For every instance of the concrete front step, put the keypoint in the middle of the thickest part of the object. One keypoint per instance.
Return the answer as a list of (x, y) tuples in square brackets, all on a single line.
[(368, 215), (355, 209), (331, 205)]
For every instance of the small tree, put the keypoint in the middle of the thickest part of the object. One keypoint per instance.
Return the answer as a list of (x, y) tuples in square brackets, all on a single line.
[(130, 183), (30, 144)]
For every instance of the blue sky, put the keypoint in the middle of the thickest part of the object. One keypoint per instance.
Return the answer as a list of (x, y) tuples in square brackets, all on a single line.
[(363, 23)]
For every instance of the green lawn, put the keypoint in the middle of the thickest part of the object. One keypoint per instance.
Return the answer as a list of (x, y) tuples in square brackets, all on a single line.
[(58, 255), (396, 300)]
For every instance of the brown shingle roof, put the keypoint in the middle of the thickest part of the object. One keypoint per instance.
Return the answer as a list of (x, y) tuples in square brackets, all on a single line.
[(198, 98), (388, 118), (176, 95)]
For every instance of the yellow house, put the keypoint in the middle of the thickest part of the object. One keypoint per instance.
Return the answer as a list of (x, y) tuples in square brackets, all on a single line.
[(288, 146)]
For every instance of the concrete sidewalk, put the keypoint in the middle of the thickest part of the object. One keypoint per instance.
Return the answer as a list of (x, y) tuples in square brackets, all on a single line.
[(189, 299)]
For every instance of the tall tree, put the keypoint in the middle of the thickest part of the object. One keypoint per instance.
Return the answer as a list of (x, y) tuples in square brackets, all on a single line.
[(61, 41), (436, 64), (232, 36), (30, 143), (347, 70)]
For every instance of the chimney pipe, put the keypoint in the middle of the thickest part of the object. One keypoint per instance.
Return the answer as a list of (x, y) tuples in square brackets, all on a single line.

▬▬▬▬▬▬▬▬▬▬

Every record must appear in the answer exactly as written.

- **Problem solution**:
For every instance of the concrete front step, put the keypoint in the middle of the thickest part of the object. One keypoint per instance.
Return the answer as a list of (x, y) tuples in square brackets, all on a single line.
[(368, 215), (355, 209), (331, 205)]
For every instance of the small tree, put the keypoint in the middle of the thickest part of the object. One keypoint per instance.
Return the answer as a list of (x, y) tuples in square brackets, all on a single line.
[(130, 183), (30, 144)]
For every instance of the blue sky, put the keypoint in the middle of the thickest part of the object. One keypoint per instance.
Return the answer as a list of (x, y) tuples in square brackets, all on a single line.
[(363, 23)]
For every instance of the green lawn, put the keypoint in the middle of the thickest part of the object. One keypoint per instance.
Return the answer as a list of (x, y) tuples in square brackets, all on a single line.
[(58, 255), (396, 300)]
For every instance of the brown shingle roof, put the keypoint in the middle of the thickest part of the object. One keypoint per instance.
Return the answer as a list of (x, y) tuples in square brackets, all on a single line.
[(198, 98), (388, 118), (176, 95)]
For every instance of the yellow house, put the keypoint in the middle of the thickest part of the object. One keypoint per instance.
Return the answer as a list of (x, y) tuples in square brackets, all on a single line.
[(288, 146)]
For every instance of the concrete sidewalk, put the keypoint in the middle of the thickest part of the object. One keypoint per instance.
Return the answer as a list of (x, y) tuples in square brackets, all on a single line.
[(189, 299)]
For every instance of the tall tree, put the keypoint in the middle of the thickest part of the object. One keypoint per instance.
Return the answer as a list of (x, y) tuples in square brackets, all on a single line.
[(61, 41), (436, 64), (232, 36), (30, 143), (347, 70)]
For every instance of the chimney pipe, put the keypoint in the middle of the thickest part of the object. One keypoint per instance.
Return the answer as a list of (x, y) tuples in square brackets, all on a single line.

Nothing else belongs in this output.